• [GIVEN PASSAGE]
______________________________
Matt Cardy | Getty Images News | Getty Images

LONDON — Social media platforms like Facebook, TikTok and Twitter will no longer be obliged to take down “legal but harmful” content under revisions to the U.K.’s proposed legislation for online safety.

The Online Safety Bill, which aims to regulate the internet, will be revised to remove the controversial but critical measure, British lawmakers announced Monday.

The government said the amendment would help preserve free speech and give people greater control over what they see online.

However, critics have described the move as a “major weakening” of the bill, which risks undermining the accountability of tech companies.

The previous proposals would have tasked tech giants with preventing people from seeing legal but harmful content, such as self-harm, suicide and abusive posts online.

Under the revisions — which the government dubbed a “consumer-friendly ‘triple shield'” — the onus for content selection will instead shift to internet users, with tech companies instead required to introduce a system that allows people to filter out harmful content they do not want to see.

Crucially, though, firms will still need to protect children and remove content that is illegal or prohibited in their terms of service.

‘Empowering adults,’ ‘preserving free speech’

U.K. Culture Secretary Michelle Donelan said the new plans would ensure that no “tech firms or future government could use the laws as license to censor legitimate views.”

“Today’s announcement refocuses the Online Safety Bill on its original aims: the pressing need to protect children and tackle criminal activity online while preserving free speech, ensuring tech firms are accountable to their users, and empowering adults to make more informed choices about the platforms they use,” the government said in a statement.
______________________________
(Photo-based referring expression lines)
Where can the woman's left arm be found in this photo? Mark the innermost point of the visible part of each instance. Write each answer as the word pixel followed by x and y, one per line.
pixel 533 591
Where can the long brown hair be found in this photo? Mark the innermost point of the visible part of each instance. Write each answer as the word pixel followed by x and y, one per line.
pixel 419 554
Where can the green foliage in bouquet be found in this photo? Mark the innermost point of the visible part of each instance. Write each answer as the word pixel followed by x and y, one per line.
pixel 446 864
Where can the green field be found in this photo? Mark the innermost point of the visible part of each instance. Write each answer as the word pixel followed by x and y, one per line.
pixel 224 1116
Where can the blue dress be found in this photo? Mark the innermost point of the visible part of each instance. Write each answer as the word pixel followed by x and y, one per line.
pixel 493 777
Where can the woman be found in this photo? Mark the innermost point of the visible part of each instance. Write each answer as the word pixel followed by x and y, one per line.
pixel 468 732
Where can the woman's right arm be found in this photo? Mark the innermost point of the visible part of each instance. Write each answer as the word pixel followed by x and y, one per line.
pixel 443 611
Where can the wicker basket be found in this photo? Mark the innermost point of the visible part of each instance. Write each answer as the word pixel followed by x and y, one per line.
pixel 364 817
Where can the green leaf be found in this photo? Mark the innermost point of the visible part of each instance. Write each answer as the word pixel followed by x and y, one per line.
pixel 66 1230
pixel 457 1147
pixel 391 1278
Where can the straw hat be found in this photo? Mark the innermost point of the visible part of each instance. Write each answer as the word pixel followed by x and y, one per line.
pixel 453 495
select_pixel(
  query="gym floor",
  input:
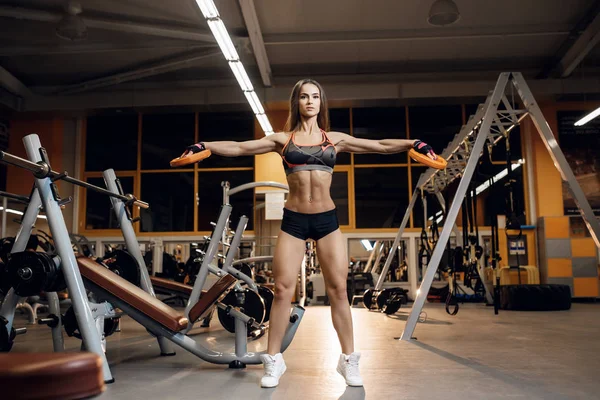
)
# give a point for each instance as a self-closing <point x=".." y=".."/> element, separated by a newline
<point x="476" y="354"/>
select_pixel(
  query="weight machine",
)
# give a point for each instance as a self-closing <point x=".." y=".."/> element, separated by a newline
<point x="492" y="122"/>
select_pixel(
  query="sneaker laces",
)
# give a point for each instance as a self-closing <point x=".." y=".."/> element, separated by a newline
<point x="270" y="367"/>
<point x="352" y="366"/>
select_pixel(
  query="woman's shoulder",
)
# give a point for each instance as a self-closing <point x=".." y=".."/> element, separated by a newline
<point x="279" y="137"/>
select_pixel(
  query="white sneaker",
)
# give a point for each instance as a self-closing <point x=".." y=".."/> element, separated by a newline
<point x="274" y="369"/>
<point x="348" y="368"/>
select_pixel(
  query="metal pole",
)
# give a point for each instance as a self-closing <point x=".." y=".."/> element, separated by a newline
<point x="77" y="292"/>
<point x="453" y="213"/>
<point x="133" y="247"/>
<point x="54" y="308"/>
<point x="560" y="162"/>
<point x="11" y="299"/>
<point x="213" y="246"/>
<point x="302" y="300"/>
<point x="388" y="260"/>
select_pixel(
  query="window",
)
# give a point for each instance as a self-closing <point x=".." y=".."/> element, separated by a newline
<point x="339" y="120"/>
<point x="381" y="196"/>
<point x="171" y="198"/>
<point x="164" y="137"/>
<point x="210" y="198"/>
<point x="435" y="125"/>
<point x="495" y="198"/>
<point x="433" y="205"/>
<point x="379" y="123"/>
<point x="98" y="211"/>
<point x="111" y="142"/>
<point x="235" y="126"/>
<point x="339" y="194"/>
<point x="499" y="150"/>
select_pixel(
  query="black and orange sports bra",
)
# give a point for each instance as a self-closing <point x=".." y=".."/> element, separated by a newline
<point x="312" y="157"/>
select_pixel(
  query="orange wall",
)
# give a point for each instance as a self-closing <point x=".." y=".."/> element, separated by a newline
<point x="51" y="133"/>
<point x="546" y="180"/>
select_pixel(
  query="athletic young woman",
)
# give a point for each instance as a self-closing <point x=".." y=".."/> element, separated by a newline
<point x="308" y="151"/>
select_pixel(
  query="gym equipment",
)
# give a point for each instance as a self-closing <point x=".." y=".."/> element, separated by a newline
<point x="489" y="124"/>
<point x="248" y="301"/>
<point x="191" y="159"/>
<point x="388" y="300"/>
<point x="69" y="321"/>
<point x="123" y="264"/>
<point x="268" y="296"/>
<point x="30" y="273"/>
<point x="8" y="334"/>
<point x="168" y="323"/>
<point x="51" y="376"/>
<point x="439" y="163"/>
<point x="46" y="195"/>
<point x="535" y="297"/>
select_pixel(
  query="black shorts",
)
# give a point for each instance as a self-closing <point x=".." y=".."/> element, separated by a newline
<point x="309" y="226"/>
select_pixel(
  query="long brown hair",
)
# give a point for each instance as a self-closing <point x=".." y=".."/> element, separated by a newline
<point x="293" y="122"/>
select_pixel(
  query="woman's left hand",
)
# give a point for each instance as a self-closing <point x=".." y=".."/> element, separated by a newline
<point x="425" y="149"/>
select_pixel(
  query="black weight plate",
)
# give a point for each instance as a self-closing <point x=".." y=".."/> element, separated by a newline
<point x="382" y="298"/>
<point x="368" y="298"/>
<point x="393" y="304"/>
<point x="245" y="269"/>
<point x="6" y="341"/>
<point x="29" y="273"/>
<point x="4" y="279"/>
<point x="253" y="307"/>
<point x="268" y="296"/>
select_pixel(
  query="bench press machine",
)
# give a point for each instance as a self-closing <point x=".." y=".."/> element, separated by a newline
<point x="192" y="293"/>
<point x="160" y="319"/>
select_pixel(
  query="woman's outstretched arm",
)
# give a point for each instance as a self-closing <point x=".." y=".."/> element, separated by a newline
<point x="237" y="149"/>
<point x="350" y="144"/>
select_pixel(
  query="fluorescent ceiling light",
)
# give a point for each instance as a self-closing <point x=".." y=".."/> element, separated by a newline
<point x="217" y="27"/>
<point x="264" y="124"/>
<point x="223" y="39"/>
<point x="367" y="244"/>
<point x="208" y="8"/>
<point x="254" y="102"/>
<point x="588" y="117"/>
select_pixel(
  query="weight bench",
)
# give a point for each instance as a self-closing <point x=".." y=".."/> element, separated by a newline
<point x="149" y="305"/>
<point x="164" y="321"/>
<point x="167" y="286"/>
<point x="49" y="376"/>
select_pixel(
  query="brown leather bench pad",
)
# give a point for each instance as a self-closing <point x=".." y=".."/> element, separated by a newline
<point x="132" y="295"/>
<point x="171" y="286"/>
<point x="49" y="376"/>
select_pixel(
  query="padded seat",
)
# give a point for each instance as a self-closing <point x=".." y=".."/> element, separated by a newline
<point x="171" y="286"/>
<point x="49" y="376"/>
<point x="213" y="295"/>
<point x="132" y="295"/>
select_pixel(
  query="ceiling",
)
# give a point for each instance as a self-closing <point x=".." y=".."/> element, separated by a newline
<point x="161" y="53"/>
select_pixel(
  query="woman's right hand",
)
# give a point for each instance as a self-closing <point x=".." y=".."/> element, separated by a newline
<point x="193" y="149"/>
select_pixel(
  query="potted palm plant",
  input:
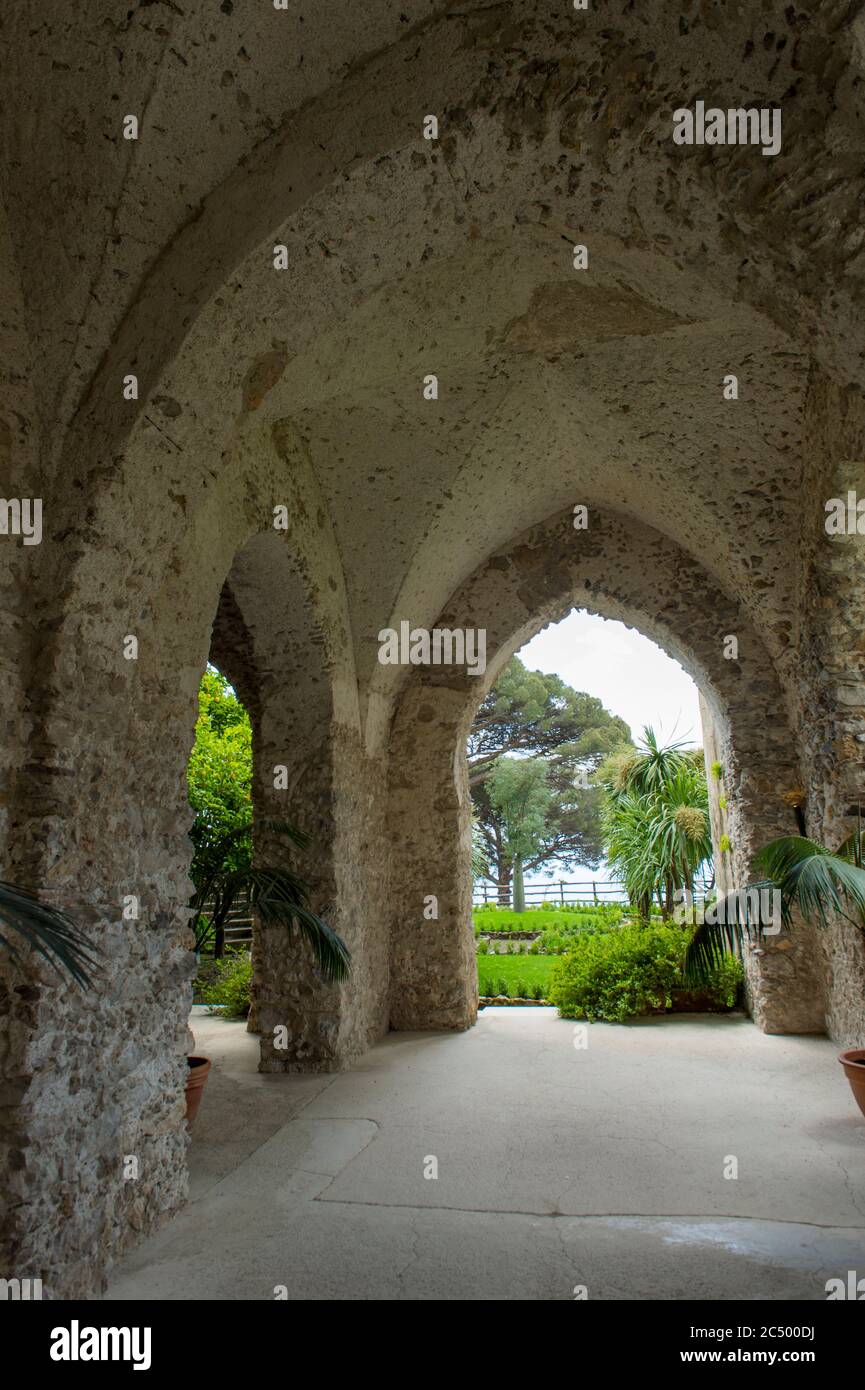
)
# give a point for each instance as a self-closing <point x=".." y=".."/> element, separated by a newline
<point x="821" y="883"/>
<point x="225" y="877"/>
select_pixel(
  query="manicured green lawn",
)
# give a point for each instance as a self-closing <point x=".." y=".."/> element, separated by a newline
<point x="512" y="968"/>
<point x="536" y="919"/>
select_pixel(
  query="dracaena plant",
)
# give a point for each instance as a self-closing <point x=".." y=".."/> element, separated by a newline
<point x="46" y="930"/>
<point x="225" y="877"/>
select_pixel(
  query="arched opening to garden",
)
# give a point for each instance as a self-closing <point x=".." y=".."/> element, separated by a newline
<point x="591" y="813"/>
<point x="619" y="569"/>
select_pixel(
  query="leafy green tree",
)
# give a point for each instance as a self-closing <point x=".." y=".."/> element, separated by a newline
<point x="519" y="795"/>
<point x="540" y="716"/>
<point x="220" y="779"/>
<point x="655" y="820"/>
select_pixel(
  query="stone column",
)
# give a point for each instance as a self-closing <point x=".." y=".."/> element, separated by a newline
<point x="434" y="972"/>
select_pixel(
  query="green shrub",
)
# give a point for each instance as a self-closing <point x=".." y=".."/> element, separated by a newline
<point x="725" y="982"/>
<point x="231" y="986"/>
<point x="618" y="975"/>
<point x="632" y="970"/>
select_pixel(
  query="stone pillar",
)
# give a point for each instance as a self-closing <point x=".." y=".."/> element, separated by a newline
<point x="434" y="972"/>
<point x="718" y="819"/>
<point x="337" y="798"/>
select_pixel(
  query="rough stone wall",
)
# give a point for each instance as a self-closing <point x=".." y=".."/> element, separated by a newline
<point x="619" y="569"/>
<point x="829" y="677"/>
<point x="303" y="388"/>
______________________________
• [YOUR TASK]
Can you continue the news report on the revised U.K. Online Safety Bill, picking up after its final sentence?

• [EXERCISE OUTPUT]
The opposition Labour party said the amendment was a “major weakening” of the bill, however, with the potential to fuel misinformation and conspiracy theories.

Replacing the prevention of harm with an emphasis on free speech undermines the very purpose of this bill.

Lucy Powell

shadow culture secretary, Labour Party

“Replacing the prevention of harm with an emphasis on free speech undermines the very purpose of this bill, and will embolden abusers, COVID deniers, hoaxers, who will feel encouraged to thrive online,” Shadow Culture Secretary Lucy Powell said.

Meantime, suicide risk charity group Samaritans said increased user controls should not replace tech company accountability.

“Increasing the controls that people have is no replacement for holding sites to account through the law and this feels very much like the government snatching defeat from the jaws of victory,” Julie Bentley, chief executive of Samaritans, said.

The devil in the detail

Monday’s announcement is the latest iteration of the U.K.’s expansive Online Safety Bill, which also includes guidelines on identity verification tools and new criminal offences to tackle fraud and revenge porn.

It follows months of campaigning by free speech advocates and online protections groups. Meantime, Elon Musk’s acquisition of Twitter has thrown online content moderation into renewed focus.

The proposals are now set to go back to the British Parliament next week, before being intended to become law before next summer.

However, commentators say further honing of the bill is required to ensure gaps are addressed before then.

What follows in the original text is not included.